* **Estratto del testo**

------------

SHAKABPA
di Carlo Buldrini*
Un foglio di carta tibetana ingiallito dal tempo. Il bordo, in alto, corroso dai “pesciolini d’argento”. La scrittura al centro della pagina è in tibetano, nella sua forma più svolazzante. Subito sotto, battuta a macchina, c’è la traduzione in lingua inglese: “Il latore della presente, Tsepon Shakabpa, Capo del Dipartimento delle finanze del Governo del Tibet, viene inviato da questo Governo in Cina, negli Stati Uniti d’America, nel Regno Unito e in altri Paesi per esplorare la possibilità di intraprendere scambi commerciali tra il Tibet e i suddetti Paesi.
Saremo pertanto grati…”. Al documento è stato apposto il sigillo del Kashag, il governo tibetano. E’ datato “Lhasa, il 26esimo giorno dell’ottavo mese del Maiale di Fuoco” (il 10 ottobre 1947). E’ l’unico passaporto, ancora oggi esistente, emesso dal Tibet quando era una nazione indipendente.
Questo prezioso documento è stato per la prima volta mostrato al pubblico di New Delhi il 23 e 24 giugno 2007, nel corso della “Conferenza per un Tibet indipendente” organizzata da Friends of Tibet (India), una ong indiana. Ed è proprio grazie a questa organizzazione che il passaporto è stato ritrovato.

------------

[Righe del dataset sulla posizione degli oggetti]
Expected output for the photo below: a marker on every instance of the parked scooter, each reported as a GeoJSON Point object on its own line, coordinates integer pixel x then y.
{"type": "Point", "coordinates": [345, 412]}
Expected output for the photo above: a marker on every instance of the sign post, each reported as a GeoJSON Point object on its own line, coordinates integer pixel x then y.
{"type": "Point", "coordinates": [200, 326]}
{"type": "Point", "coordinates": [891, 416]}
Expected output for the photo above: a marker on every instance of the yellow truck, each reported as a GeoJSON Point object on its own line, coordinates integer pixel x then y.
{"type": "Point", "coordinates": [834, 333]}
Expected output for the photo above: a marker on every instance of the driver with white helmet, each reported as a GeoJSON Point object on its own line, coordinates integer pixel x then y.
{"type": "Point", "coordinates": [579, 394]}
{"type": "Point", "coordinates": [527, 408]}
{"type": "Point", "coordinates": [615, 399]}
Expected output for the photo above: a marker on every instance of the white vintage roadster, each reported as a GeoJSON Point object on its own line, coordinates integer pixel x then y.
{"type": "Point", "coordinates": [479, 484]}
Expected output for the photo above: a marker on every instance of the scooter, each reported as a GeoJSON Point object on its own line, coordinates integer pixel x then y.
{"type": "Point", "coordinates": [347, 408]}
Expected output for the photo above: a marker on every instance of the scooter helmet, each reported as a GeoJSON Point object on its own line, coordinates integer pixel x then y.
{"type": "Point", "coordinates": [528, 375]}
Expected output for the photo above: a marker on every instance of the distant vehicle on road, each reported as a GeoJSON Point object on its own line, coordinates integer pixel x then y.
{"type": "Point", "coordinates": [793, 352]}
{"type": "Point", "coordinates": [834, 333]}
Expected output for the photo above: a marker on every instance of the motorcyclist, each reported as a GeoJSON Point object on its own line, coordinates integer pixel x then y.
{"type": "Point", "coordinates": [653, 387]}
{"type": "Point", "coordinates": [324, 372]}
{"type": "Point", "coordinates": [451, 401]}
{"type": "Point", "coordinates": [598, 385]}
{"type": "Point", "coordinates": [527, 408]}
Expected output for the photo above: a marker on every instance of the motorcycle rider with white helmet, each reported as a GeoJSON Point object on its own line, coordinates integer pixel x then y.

------------

* **Istruzioni**
a - Traduci in inglese questa frase del testo sul passaporto tibetano: "Al documento è stato apposto il sigillo del Kashag, il governo tibetano."
b - Ripeti alla lettera il brano del testo sul passaporto tibetano partendo dalle parole "Questo prezioso documento" e fermandoti dopo "è stato ritrovato.".

* **Risultati attesi**
a - The seal of the Kashag, the Tibetan government, was affixed to the document.

b -
Questo prezioso documento è stato per la prima volta mostrato al pubblico di New Delhi il 23 e 24 giugno 2007, nel corso della “Conferenza per un Tibet indipendente” organizzata da Friends of Tibet (India), una ong indiana. Ed è proprio grazie a questa organizzazione che il passaporto è stato ritrovato.